• [Task statement]: Beginning with the line where "the man with" appears, repeat every remaining line of the entries exactly, the last line included.

-------------------------

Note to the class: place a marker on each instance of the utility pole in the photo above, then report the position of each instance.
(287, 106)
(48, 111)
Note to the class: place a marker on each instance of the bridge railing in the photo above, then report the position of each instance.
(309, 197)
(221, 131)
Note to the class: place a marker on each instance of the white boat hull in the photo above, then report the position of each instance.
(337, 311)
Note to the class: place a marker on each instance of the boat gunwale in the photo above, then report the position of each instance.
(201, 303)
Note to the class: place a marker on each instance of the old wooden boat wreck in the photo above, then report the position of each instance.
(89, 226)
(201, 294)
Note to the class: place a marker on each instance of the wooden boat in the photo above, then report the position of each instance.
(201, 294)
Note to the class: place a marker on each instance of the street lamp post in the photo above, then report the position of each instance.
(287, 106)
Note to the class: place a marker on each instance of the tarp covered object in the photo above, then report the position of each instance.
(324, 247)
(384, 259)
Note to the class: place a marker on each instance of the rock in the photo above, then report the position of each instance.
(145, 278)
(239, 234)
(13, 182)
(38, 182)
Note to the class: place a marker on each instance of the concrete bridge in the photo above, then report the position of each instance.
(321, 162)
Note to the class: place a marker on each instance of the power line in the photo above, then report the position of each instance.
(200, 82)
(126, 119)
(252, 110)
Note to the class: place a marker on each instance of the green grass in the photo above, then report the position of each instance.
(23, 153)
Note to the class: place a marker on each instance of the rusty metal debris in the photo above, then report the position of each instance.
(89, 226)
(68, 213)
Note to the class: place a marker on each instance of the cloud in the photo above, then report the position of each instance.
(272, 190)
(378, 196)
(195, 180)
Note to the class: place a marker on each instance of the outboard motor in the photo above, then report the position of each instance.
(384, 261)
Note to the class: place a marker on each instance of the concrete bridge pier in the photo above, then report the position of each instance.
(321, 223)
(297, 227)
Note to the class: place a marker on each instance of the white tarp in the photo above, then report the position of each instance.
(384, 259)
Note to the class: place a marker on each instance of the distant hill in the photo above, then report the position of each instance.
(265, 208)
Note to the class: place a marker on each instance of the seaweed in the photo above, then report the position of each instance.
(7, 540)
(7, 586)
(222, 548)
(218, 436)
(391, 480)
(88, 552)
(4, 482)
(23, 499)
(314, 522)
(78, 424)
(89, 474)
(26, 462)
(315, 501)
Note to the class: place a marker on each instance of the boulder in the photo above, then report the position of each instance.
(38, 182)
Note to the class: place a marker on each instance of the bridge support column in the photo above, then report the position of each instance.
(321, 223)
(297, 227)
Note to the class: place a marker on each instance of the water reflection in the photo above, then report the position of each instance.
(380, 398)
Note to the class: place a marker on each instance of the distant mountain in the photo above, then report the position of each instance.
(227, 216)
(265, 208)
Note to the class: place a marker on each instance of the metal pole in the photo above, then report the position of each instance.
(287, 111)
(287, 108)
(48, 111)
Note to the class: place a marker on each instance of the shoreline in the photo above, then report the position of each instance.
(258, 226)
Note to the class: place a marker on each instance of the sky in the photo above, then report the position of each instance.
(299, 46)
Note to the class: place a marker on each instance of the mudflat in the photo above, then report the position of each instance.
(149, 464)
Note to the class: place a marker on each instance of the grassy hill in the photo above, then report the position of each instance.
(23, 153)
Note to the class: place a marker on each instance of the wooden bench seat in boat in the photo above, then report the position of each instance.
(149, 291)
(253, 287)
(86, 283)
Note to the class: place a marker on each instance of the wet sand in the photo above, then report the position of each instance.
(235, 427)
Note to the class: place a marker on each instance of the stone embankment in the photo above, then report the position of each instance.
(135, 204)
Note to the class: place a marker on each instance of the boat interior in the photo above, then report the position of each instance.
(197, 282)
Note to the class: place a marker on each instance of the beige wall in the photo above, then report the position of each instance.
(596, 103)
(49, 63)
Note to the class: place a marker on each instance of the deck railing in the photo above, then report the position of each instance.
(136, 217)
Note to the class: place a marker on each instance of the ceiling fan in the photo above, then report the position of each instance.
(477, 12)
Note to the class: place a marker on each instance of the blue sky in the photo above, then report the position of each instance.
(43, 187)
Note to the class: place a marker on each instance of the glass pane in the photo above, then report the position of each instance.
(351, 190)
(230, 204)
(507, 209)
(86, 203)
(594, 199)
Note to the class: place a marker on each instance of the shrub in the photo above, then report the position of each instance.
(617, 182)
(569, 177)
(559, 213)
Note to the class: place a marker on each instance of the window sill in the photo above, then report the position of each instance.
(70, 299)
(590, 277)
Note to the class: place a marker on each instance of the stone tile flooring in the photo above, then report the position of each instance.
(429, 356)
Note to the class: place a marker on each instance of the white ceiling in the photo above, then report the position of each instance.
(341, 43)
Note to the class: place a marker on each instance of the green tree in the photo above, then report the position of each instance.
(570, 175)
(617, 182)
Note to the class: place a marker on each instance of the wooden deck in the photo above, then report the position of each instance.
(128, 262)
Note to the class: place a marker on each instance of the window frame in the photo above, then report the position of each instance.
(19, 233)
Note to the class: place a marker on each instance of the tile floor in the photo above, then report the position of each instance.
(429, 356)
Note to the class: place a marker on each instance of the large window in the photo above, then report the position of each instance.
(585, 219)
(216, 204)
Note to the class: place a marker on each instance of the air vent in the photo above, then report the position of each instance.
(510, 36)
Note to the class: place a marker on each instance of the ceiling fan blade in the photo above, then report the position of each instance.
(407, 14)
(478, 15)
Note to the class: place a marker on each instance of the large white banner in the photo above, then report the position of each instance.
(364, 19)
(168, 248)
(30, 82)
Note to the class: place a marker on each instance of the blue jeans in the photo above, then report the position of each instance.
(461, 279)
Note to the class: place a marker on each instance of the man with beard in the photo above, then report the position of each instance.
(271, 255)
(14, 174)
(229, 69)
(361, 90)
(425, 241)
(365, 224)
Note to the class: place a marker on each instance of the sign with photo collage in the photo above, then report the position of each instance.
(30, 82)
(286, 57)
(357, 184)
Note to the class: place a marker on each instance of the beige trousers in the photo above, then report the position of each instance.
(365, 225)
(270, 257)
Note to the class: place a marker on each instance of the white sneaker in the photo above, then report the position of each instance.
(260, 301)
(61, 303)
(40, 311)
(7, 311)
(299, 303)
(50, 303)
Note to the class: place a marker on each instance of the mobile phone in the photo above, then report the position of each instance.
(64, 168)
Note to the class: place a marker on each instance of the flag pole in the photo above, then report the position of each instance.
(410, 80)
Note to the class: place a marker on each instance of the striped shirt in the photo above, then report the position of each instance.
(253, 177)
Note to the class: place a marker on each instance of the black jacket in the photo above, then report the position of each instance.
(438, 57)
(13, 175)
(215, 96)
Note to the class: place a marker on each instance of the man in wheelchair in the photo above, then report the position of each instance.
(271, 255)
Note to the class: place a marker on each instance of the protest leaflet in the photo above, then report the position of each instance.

-------------------------

• [Result of this task]:
Note to the class: place a marker on each instance of the man with beard in the photo above, then report the position of each instance.
(271, 255)
(14, 174)
(229, 69)
(361, 90)
(425, 241)
(365, 224)
Note to the class: place a marker on each instance of the sign with photo collage in the photo above, then report the position of each instance.
(30, 82)
(286, 57)
(357, 184)
Note to the class: place a marker on each instance of the beige trousers in the photo above, then report the position of each instance.
(365, 225)
(270, 257)
Note to the class: place a marker on each instance of the white sneaker in the photo above, then report the position of each instance.
(260, 301)
(61, 303)
(40, 311)
(7, 311)
(299, 303)
(50, 303)
Note to the class: place a marker on each instance of the mobile phone in the photo above, then report the position of each instance.
(64, 168)
Note to the class: place a marker on each instance of the flag pole in the photo above, then report the position of each instance.
(410, 80)
Note to the class: place a marker on each instance of the striped shirt in the photo above, then report the position of each instance.
(253, 177)
Note to the class: place a marker on each instance of the black jacket in the photo above, then report the position of each instance.
(438, 57)
(13, 175)
(215, 96)
Note to the class: place a marker on each instance of the man in wheelchair in the photo above, then report the position of each instance.
(271, 255)
Note to the class: place a marker on each instance of the protest leaflet in the photo above, then report the position of each instance.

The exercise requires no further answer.